### Приведённый отрывок
--------------------------------------------------
Взор на меня устремив, угадал он немедленно, кто я,
Жалобно, тяжко вздохнул и крылатое бросив мне слово: 
«О Лаэртид, многохитростный муж, Одиссей благородный,
«Иль и тобой, злополучный, судьба непреклонно играет 
«Так же, как мной под лучами всезрящего солнца играла».

. . . . . . . . . . . . . . . . . . . . . . . . . . . . . . . . . . . . . . . . .

Так мне сказав удалился в обитель Аидову призрак».[437]

Таким образом, уже у Гомера была смутная догадка или темное воспоминание о том, что «είδωλον, призрак» человека может быть в геенне, a «αυτός, сам» он — в горнем мире. Это гомеровское различение «самого» и «призрака» имеет себе любопытную параллель в виде различения «имени» человека и его «души».

«Помяни Господи, имярек, и  его душу» сказала мне раз сергиево-посадская старушка, получив милостыню. Другими словами, она высказала пожелание, чтобы были помянуты: «сам» человек, представляемый своим именем, и «его душа», т. е. старушка мыслила их как что-то, в загробном существовании, могущее быть каждое в особом состоянии. Аналогичные представления можно было бы указать в религиозных представлениях самых различных народов и времен.[438]

Прежде, нежели кончать это письмо, с чувством глубокой благодарности напомню тебе случай из собственной своей жизни, когда я понял, что есть червь неумирающий и огнь не-угасающий, — когда я душой воспринял, что есть отдых и прохлада покоя.
--------------------------------------------------
### Входные данные
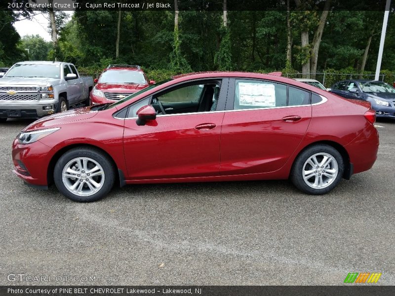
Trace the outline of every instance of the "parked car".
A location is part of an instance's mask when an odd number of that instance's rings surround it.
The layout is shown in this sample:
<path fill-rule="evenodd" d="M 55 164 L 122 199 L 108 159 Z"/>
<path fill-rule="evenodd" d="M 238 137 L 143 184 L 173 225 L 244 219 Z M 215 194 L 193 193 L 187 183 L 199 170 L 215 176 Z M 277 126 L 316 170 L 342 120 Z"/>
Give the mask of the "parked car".
<path fill-rule="evenodd" d="M 139 66 L 110 65 L 95 79 L 90 94 L 91 105 L 114 103 L 155 84 Z"/>
<path fill-rule="evenodd" d="M 54 114 L 12 145 L 14 173 L 71 199 L 125 184 L 290 178 L 329 192 L 369 169 L 375 112 L 293 79 L 257 73 L 181 75 L 123 100 Z"/>
<path fill-rule="evenodd" d="M 324 90 L 330 90 L 330 89 L 326 88 L 325 86 L 324 86 L 318 80 L 316 80 L 315 79 L 308 79 L 307 78 L 295 78 L 295 80 L 298 81 L 300 81 L 301 82 L 304 82 L 305 83 L 307 83 L 308 84 L 310 84 L 310 85 L 313 85 L 313 86 L 315 86 L 316 87 L 318 87 L 318 88 L 320 88 L 321 89 L 323 89 Z"/>
<path fill-rule="evenodd" d="M 347 99 L 370 102 L 378 117 L 395 118 L 395 88 L 388 83 L 345 80 L 335 83 L 331 91 Z"/>
<path fill-rule="evenodd" d="M 17 63 L 0 80 L 0 122 L 7 118 L 39 118 L 89 105 L 91 77 L 80 76 L 73 64 Z"/>
<path fill-rule="evenodd" d="M 8 71 L 8 68 L 0 68 L 0 78 L 4 76 L 4 74 Z"/>

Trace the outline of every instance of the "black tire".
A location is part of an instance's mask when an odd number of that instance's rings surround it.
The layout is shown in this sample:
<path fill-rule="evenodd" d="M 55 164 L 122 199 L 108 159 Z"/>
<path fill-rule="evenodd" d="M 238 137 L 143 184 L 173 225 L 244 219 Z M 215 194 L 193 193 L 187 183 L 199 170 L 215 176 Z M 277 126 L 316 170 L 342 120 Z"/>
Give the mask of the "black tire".
<path fill-rule="evenodd" d="M 329 185 L 325 185 L 326 186 L 321 188 L 313 188 L 309 186 L 303 178 L 303 170 L 305 163 L 309 159 L 316 154 L 316 153 L 326 153 L 329 154 L 336 160 L 338 166 L 337 175 L 335 178 L 333 178 L 333 181 L 329 180 L 327 183 L 329 183 Z M 309 168 L 311 168 L 309 167 Z M 317 169 L 317 173 L 322 173 L 322 167 Z M 323 171 L 323 172 L 325 171 Z M 293 183 L 294 185 L 301 191 L 309 194 L 320 195 L 328 193 L 335 187 L 336 187 L 343 177 L 344 172 L 344 163 L 343 157 L 339 151 L 335 148 L 329 145 L 325 144 L 318 144 L 311 146 L 302 152 L 296 158 L 291 170 L 290 179 Z M 314 172 L 315 174 L 316 172 Z M 321 175 L 319 175 L 321 176 Z M 323 175 L 322 175 L 323 178 Z M 313 176 L 311 178 L 315 178 L 315 176 Z M 325 177 L 327 177 L 325 176 Z M 311 181 L 313 179 L 310 179 Z M 328 179 L 327 179 L 328 180 Z"/>
<path fill-rule="evenodd" d="M 58 105 L 56 106 L 56 113 L 60 113 L 60 112 L 62 112 L 62 109 L 61 109 L 61 106 L 64 103 L 66 104 L 66 110 L 69 110 L 69 104 L 67 102 L 67 100 L 66 99 L 65 99 L 63 97 L 59 97 L 59 102 L 58 102 Z M 64 111 L 65 111 L 66 110 L 64 110 Z"/>
<path fill-rule="evenodd" d="M 69 162 L 78 157 L 87 157 L 93 159 L 103 168 L 105 178 L 102 186 L 92 195 L 82 196 L 74 194 L 69 191 L 63 183 L 63 169 Z M 89 148 L 75 148 L 65 153 L 56 162 L 53 178 L 58 189 L 66 197 L 74 201 L 90 202 L 103 198 L 110 192 L 114 184 L 115 170 L 111 160 L 100 151 Z"/>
--------------------------------------------------
### Задача A
Перепиши строки от первой до той, где стоит «8 71 L 8 68», включительно, заменив «parked car» на «stationary car» и больше ничего не трогая. Картинки в ответ не включай.
### Задача B
Продолжи отрывок о «самом» человеке и его «призраке» после его последнего предложения.

### Ответ к задаче A
Trace the outline of every instance of the "stationary car".
A location is part of an instance's mask when an odd number of that instance's rings surround it.
The layout is shown in this sample:
<path fill-rule="evenodd" d="M 55 164 L 122 199 L 108 159 Z"/>
<path fill-rule="evenodd" d="M 238 137 L 143 184 L 173 225 L 244 219 Z M 215 194 L 193 193 L 187 183 L 199 170 L 215 176 Z M 277 126 L 316 170 L 342 120 Z"/>
Give the mask of the "stationary car".
<path fill-rule="evenodd" d="M 139 66 L 110 65 L 95 79 L 90 94 L 91 105 L 114 103 L 155 84 Z"/>
<path fill-rule="evenodd" d="M 54 114 L 12 145 L 14 173 L 71 199 L 125 184 L 290 178 L 329 192 L 369 169 L 375 112 L 293 79 L 257 73 L 181 75 L 123 100 Z"/>
<path fill-rule="evenodd" d="M 324 90 L 330 90 L 330 89 L 326 88 L 325 86 L 324 86 L 318 80 L 316 80 L 315 79 L 308 79 L 307 78 L 295 78 L 295 80 L 298 81 L 300 81 L 301 82 L 304 82 L 305 83 L 307 83 L 308 84 L 310 84 L 310 85 L 313 85 L 313 86 L 315 86 L 316 87 L 318 87 L 318 88 L 320 88 L 321 89 L 323 89 Z"/>
<path fill-rule="evenodd" d="M 347 99 L 370 102 L 378 117 L 395 118 L 395 88 L 388 83 L 345 80 L 335 83 L 331 91 Z"/>
<path fill-rule="evenodd" d="M 17 63 L 0 80 L 0 122 L 7 118 L 39 118 L 89 105 L 91 77 L 80 76 L 73 64 Z"/>
<path fill-rule="evenodd" d="M 8 71 L 8 68 L 0 68 L 0 78 L 4 76 L 4 74 Z"/>

### Ответ к задаче B
Злая, июльская страсть, как собака, неотвязно лаяла за мною; вихрем закружились помыслы, жар геенны зажегся в душе: «Страсти, — говорит преп.Макарий Великий, [439] — суть горящий огненный пламень и разжженные стрелы Лукавого». Невыносимое паление заставляло терять рассудок. И, теряя себя, я то валялся на полу пред Ликом Спасителя, то в отчаянии отдавал душу губительному самуму, «Есть нечистый огонь, — говорит тот же Подвижник,[440] — который воспламеняет сердце, пробегает по всем членам и пробуждает людей к непотребству и к тысячам злых дел». Тщетно старался я сказать сердцу: «Не ешь — мá хар». Все быстрее кружились раскаленные помыслы, все труднее становилось молить Господа о помиловании.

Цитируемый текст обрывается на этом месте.